■ **What to do**: Repeat the entries below exactly as they appear, with no pictures.

==*==

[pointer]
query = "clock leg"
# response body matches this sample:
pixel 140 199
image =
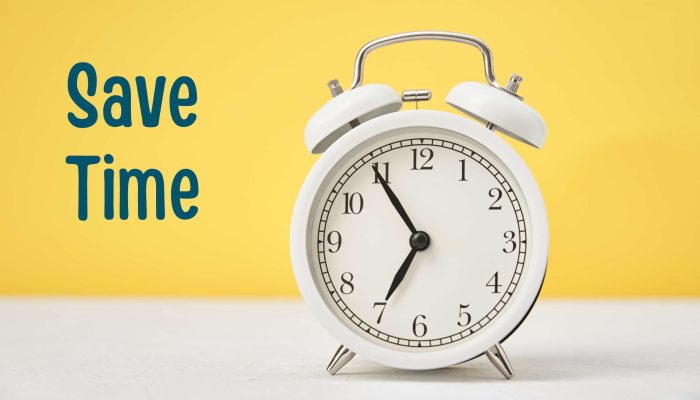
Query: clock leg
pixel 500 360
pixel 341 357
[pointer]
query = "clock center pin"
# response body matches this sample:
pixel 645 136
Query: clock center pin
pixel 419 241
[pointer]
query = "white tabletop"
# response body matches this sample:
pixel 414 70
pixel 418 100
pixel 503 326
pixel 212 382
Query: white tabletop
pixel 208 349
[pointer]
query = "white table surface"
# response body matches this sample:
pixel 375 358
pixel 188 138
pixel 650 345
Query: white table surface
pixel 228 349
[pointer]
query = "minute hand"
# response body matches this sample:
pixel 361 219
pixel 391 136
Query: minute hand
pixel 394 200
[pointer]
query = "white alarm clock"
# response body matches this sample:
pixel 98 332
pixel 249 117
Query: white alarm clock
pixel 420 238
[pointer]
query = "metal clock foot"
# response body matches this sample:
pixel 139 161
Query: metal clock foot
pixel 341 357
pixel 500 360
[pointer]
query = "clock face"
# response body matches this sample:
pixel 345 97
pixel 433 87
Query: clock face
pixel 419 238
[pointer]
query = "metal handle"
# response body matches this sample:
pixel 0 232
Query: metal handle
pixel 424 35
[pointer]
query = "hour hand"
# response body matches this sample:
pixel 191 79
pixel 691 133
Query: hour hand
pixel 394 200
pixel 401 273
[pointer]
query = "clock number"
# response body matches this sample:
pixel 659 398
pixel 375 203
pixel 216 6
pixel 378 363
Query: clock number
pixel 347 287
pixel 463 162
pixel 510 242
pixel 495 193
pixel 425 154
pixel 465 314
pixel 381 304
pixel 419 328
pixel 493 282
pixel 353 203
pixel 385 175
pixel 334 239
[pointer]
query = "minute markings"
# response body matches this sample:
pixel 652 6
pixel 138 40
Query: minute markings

==*==

■ **Answer to this exercise**:
[pointer]
query = "clock leg"
# response body matches this sample:
pixel 140 199
image =
Query: clock leg
pixel 500 360
pixel 341 357
[pointer]
query = "clock center pin"
# response body matches this sample:
pixel 645 136
Query: clock center pin
pixel 419 241
[pointer]
query = "white tabletop"
# response body matches this sample:
pixel 414 70
pixel 418 100
pixel 503 326
pixel 212 382
Query: white tabletop
pixel 208 349
[pointer]
query = "white table surface"
# response body matches this sample:
pixel 375 358
pixel 188 138
pixel 650 345
Query: white table surface
pixel 228 349
[pointer]
query = "minute hand"
# response body matches this sample:
pixel 361 219
pixel 391 136
Query: minute hand
pixel 394 200
[pointer]
query = "white alarm clock"
# response body matches this sample:
pixel 98 332
pixel 249 117
Query: white alarm clock
pixel 420 238
[pointer]
query = "metal clock foot"
# response body matches this sample:
pixel 139 161
Query: metal clock foot
pixel 341 357
pixel 500 360
[pointer]
query = "clock face"
# response body matches this sample:
pixel 345 97
pixel 433 87
Query: clock face
pixel 419 238
[pointer]
query = "metal handle"
# response body matches this sample:
pixel 0 232
Query: metal handle
pixel 424 35
[pointer]
query = "hour hand"
# response body matches this sample:
pixel 191 79
pixel 691 133
Query: hour hand
pixel 394 200
pixel 401 273
[pointer]
query = "clock number"
# response body matches this sample:
pixel 659 398
pixel 375 203
pixel 216 6
pixel 378 363
Query: clock number
pixel 347 287
pixel 463 162
pixel 510 242
pixel 495 193
pixel 425 154
pixel 465 314
pixel 381 304
pixel 419 328
pixel 493 282
pixel 353 203
pixel 385 175
pixel 334 239
[pointer]
query = "minute markings"
# response body matches this sample:
pixel 652 6
pixel 138 40
Query: minute markings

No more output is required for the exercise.